• **WHAT YOU NEED TO DO**
Pull out every line of the records that contains the word "grey".

• **INPUT RECORDS**
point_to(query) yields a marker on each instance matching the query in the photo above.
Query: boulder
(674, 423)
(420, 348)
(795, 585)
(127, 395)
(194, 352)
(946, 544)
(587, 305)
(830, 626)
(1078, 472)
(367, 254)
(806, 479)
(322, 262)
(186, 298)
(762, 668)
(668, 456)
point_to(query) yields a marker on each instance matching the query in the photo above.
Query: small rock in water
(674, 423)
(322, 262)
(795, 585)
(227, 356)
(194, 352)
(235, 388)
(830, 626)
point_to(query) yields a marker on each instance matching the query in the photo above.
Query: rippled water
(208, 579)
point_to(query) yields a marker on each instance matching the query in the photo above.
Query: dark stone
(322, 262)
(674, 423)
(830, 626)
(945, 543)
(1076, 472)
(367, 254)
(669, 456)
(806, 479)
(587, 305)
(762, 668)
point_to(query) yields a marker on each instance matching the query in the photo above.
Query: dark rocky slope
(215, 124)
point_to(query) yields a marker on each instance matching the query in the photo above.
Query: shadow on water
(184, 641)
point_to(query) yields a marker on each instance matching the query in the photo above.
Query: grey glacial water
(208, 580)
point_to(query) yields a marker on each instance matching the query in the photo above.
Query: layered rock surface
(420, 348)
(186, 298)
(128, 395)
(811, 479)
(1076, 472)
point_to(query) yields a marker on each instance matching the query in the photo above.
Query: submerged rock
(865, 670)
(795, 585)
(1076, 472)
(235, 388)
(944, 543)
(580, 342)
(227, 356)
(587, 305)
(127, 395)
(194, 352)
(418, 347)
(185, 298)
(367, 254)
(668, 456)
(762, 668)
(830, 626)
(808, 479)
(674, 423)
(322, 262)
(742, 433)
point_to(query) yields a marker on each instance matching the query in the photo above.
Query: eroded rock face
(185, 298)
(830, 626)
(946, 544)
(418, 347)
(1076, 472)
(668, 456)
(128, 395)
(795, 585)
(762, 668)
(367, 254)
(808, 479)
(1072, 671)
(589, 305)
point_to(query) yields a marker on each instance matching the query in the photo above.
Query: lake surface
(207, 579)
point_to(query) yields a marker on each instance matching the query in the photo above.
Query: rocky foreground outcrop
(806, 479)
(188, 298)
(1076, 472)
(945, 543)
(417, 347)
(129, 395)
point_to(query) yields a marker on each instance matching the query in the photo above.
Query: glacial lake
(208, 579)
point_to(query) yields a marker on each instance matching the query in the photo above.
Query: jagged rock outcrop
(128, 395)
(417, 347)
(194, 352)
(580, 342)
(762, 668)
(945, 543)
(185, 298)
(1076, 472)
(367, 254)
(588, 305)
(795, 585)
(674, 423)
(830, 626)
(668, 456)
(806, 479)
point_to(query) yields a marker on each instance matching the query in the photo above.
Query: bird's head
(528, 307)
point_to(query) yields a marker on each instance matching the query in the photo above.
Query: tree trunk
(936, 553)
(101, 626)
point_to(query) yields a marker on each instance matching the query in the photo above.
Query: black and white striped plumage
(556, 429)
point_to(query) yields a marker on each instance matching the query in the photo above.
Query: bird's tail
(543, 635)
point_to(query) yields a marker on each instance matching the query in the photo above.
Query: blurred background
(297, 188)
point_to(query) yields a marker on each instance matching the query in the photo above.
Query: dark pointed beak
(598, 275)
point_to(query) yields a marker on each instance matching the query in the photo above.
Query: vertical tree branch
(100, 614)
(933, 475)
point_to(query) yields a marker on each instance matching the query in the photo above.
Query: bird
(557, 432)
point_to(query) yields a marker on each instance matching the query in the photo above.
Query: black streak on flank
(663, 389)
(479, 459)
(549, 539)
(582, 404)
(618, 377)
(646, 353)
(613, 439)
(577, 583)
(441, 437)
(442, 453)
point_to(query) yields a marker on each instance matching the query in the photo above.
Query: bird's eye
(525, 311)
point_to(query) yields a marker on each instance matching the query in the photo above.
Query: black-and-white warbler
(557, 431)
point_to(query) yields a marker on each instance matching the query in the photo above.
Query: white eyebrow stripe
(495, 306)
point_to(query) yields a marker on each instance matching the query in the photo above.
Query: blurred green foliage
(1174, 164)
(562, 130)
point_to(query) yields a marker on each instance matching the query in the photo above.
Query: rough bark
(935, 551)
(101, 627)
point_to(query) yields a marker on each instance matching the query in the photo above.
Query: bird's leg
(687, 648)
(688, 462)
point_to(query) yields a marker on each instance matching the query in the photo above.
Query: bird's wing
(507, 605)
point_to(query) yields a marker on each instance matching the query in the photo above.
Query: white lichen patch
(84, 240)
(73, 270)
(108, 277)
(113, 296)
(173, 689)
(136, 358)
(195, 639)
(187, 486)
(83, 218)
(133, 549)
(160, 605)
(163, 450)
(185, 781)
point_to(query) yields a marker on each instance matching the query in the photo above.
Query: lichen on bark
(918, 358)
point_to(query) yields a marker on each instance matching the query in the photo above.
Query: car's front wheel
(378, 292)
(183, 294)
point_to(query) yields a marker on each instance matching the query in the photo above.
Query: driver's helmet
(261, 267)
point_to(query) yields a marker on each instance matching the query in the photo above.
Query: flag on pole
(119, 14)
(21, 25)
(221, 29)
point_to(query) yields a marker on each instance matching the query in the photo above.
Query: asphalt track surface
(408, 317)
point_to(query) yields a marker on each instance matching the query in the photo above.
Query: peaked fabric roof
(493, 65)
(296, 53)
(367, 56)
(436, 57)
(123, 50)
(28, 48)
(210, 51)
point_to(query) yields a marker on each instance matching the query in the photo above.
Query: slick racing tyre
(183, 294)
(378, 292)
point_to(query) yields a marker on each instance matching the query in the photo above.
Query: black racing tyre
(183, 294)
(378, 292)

==

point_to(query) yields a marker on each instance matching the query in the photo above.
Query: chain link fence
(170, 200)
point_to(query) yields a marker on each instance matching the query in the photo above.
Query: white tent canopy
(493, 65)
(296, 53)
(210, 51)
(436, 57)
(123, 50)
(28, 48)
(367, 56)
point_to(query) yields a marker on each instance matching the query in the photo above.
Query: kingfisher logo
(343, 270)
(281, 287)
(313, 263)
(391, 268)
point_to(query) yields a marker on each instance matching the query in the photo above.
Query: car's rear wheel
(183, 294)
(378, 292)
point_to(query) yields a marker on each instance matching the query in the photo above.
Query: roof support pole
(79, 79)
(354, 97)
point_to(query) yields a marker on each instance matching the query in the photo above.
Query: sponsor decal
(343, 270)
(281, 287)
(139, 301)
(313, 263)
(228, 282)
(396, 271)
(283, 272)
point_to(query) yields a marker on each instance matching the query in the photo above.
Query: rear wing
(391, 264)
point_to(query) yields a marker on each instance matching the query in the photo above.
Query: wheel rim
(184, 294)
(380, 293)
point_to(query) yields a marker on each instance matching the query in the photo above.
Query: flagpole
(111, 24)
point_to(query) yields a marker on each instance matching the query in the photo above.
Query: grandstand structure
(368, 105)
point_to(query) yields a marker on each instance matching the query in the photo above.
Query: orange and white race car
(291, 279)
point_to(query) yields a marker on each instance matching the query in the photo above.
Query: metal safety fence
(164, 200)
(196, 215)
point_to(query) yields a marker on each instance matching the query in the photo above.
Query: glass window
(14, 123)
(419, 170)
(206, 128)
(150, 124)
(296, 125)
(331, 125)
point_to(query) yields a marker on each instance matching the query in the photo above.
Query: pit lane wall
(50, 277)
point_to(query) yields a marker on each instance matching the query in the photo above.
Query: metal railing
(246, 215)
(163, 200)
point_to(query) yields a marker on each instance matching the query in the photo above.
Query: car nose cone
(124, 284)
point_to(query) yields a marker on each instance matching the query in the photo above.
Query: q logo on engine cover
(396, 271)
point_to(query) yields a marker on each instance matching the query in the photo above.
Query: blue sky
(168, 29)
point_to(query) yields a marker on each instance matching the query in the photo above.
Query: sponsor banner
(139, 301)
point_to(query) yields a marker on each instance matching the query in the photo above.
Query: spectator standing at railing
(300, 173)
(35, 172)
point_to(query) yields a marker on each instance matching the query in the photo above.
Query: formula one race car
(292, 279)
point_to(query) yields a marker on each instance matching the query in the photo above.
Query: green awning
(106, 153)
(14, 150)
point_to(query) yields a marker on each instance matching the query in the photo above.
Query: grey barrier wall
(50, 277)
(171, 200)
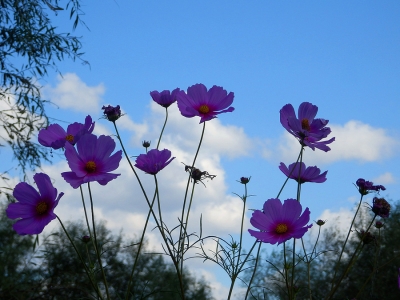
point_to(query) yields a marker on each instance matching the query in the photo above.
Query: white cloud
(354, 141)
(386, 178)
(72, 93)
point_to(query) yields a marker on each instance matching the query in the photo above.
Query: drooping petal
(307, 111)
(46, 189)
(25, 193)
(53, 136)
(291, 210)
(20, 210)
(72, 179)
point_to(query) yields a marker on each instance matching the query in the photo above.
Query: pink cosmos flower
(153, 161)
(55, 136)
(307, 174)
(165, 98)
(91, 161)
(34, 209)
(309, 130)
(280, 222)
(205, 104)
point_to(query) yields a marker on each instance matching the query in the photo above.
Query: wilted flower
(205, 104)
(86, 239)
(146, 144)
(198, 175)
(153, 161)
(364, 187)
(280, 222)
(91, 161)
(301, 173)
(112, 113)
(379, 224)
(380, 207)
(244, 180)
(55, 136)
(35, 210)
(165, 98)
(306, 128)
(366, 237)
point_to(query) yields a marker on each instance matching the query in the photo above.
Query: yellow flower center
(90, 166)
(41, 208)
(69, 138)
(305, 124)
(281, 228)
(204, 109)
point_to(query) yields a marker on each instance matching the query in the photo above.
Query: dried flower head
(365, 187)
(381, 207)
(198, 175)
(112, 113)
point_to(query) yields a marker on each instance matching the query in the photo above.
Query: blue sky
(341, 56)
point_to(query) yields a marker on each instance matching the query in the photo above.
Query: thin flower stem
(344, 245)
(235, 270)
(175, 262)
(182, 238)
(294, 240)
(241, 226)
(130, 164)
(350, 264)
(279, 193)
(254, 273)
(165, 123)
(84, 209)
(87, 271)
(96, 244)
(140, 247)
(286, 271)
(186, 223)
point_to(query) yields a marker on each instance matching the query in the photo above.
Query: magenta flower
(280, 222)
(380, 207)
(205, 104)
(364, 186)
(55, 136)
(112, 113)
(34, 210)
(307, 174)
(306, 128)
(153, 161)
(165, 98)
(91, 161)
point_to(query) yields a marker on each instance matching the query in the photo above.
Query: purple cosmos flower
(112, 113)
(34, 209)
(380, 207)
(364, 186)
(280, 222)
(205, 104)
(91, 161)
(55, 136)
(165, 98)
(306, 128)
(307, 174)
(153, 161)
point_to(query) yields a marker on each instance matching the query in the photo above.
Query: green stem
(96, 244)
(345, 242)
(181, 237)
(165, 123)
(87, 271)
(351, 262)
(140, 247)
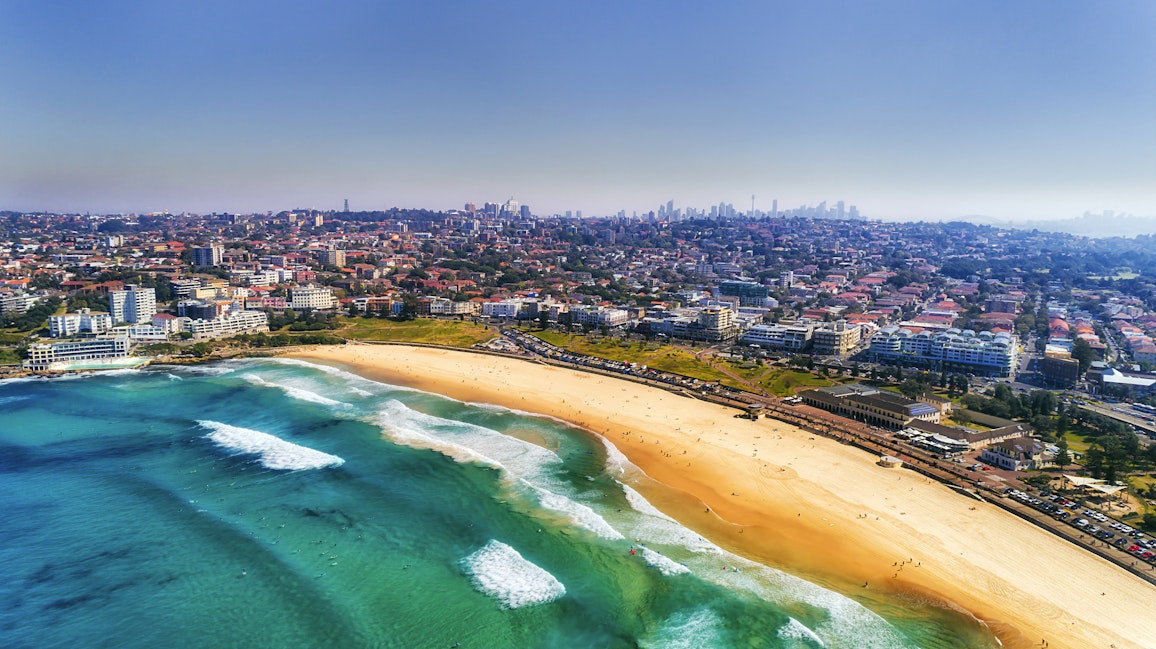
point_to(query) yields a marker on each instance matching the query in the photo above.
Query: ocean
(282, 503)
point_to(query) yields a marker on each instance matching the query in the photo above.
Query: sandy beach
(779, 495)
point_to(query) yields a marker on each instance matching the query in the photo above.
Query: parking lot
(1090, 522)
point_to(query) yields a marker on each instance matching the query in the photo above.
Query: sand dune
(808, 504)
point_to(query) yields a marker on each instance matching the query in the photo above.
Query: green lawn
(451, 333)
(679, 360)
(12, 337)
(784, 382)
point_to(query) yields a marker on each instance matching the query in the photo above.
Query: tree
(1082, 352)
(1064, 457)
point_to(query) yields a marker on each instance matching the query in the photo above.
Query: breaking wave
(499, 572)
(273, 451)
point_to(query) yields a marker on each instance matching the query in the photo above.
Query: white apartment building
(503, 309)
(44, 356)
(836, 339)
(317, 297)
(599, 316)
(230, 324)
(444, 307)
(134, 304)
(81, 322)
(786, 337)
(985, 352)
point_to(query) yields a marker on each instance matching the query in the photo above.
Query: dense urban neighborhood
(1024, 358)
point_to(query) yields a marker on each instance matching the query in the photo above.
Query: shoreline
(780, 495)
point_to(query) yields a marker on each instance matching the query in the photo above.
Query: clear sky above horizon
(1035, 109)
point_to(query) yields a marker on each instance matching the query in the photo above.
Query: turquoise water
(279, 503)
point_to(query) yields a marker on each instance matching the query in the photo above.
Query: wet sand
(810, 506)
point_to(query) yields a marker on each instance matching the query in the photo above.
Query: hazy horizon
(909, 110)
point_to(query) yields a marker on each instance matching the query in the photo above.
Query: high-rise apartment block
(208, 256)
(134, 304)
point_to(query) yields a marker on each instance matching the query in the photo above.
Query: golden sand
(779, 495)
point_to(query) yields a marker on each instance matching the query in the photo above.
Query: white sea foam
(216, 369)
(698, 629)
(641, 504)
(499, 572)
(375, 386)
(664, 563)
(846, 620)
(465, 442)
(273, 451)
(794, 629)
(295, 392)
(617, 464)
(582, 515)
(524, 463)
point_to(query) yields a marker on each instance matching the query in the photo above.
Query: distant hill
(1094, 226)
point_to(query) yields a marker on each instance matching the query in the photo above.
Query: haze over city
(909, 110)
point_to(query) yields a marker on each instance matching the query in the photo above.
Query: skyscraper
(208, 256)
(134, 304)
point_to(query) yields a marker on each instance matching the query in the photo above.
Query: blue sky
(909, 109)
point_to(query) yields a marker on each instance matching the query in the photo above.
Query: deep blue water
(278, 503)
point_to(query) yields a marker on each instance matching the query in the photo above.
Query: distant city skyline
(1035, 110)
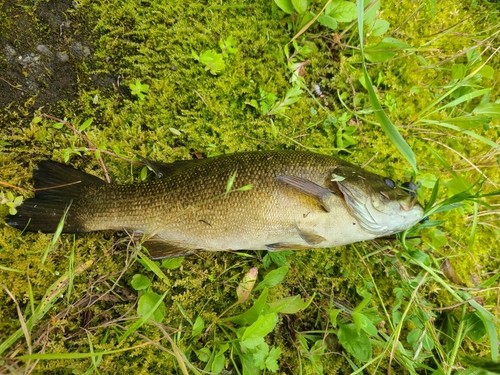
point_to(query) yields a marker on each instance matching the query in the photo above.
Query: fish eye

• **IN RESPONSE**
Query: grey glacial water
Query: grey barrier wall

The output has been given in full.